STATED GOAL:
Gather every line of the rows below that contains the string "cathedral", copying each one in full. Matching is case-sensitive.
start
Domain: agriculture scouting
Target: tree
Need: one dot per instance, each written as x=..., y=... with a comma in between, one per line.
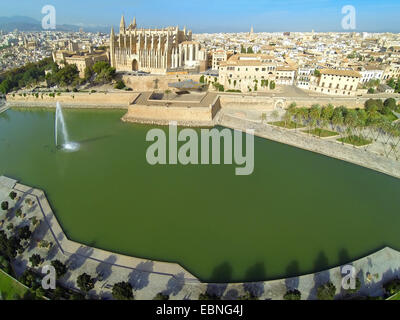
x=24, y=233
x=104, y=72
x=392, y=287
x=122, y=291
x=85, y=282
x=292, y=295
x=59, y=293
x=88, y=73
x=119, y=85
x=357, y=287
x=272, y=85
x=29, y=279
x=326, y=291
x=4, y=205
x=76, y=296
x=161, y=296
x=35, y=260
x=263, y=117
x=390, y=103
x=13, y=195
x=61, y=268
x=314, y=115
x=250, y=50
x=208, y=296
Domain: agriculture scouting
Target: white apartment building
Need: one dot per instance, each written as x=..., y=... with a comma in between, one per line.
x=391, y=71
x=370, y=73
x=218, y=57
x=338, y=82
x=285, y=75
x=304, y=75
x=248, y=72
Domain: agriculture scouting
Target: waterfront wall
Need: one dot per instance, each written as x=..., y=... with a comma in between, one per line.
x=76, y=99
x=268, y=103
x=154, y=82
x=332, y=149
x=151, y=277
x=185, y=116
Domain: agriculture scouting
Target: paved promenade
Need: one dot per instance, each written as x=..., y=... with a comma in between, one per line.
x=151, y=277
x=297, y=139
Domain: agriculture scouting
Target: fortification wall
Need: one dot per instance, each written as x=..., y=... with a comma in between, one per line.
x=76, y=99
x=267, y=103
x=154, y=82
x=197, y=116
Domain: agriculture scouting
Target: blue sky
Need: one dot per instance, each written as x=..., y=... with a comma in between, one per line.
x=219, y=15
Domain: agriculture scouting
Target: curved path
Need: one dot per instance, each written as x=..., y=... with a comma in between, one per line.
x=151, y=277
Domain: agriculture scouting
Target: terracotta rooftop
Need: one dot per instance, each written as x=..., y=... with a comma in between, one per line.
x=345, y=73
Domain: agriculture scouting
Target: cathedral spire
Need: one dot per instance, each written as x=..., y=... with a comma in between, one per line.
x=122, y=26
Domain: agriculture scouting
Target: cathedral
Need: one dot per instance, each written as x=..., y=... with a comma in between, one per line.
x=158, y=51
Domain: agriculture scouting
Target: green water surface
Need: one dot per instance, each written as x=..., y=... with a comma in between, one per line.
x=298, y=212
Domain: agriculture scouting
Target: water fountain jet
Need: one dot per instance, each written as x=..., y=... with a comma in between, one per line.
x=60, y=124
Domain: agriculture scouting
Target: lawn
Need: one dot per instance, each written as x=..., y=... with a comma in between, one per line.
x=355, y=141
x=395, y=297
x=10, y=288
x=321, y=133
x=287, y=125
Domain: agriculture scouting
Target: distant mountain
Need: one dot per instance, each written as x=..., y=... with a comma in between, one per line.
x=22, y=23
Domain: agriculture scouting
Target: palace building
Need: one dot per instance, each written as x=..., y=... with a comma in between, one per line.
x=158, y=51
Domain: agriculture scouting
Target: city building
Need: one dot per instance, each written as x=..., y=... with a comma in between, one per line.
x=155, y=50
x=248, y=72
x=337, y=82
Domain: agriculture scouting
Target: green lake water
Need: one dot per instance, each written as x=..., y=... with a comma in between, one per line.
x=297, y=213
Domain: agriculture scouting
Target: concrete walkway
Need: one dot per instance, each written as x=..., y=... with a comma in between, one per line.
x=326, y=147
x=149, y=277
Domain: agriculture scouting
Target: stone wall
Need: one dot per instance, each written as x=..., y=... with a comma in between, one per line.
x=268, y=103
x=76, y=99
x=154, y=82
x=185, y=116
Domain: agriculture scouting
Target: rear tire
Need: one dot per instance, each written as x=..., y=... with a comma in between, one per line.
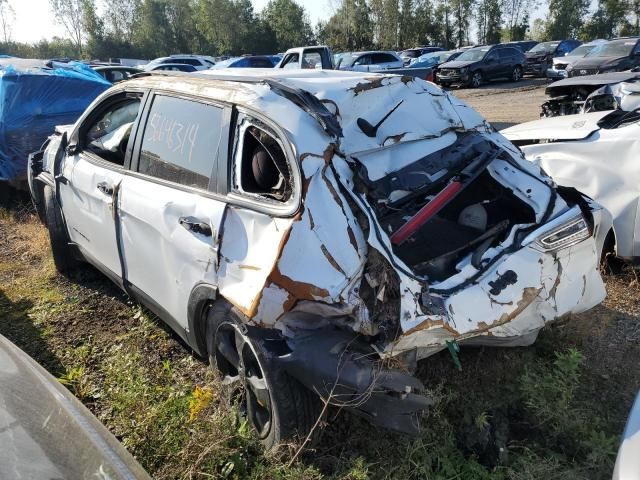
x=291, y=409
x=63, y=256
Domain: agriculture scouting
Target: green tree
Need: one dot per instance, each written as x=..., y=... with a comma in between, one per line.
x=289, y=22
x=407, y=24
x=489, y=20
x=566, y=18
x=68, y=13
x=608, y=20
x=462, y=14
x=516, y=18
x=349, y=28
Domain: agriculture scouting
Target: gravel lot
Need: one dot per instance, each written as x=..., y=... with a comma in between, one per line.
x=506, y=104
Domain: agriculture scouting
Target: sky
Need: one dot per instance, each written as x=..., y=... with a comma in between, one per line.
x=34, y=22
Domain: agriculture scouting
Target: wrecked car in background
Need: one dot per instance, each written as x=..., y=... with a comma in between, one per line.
end
SOLVED EXERCISE:
Target: cathedral spire
Target: cathedral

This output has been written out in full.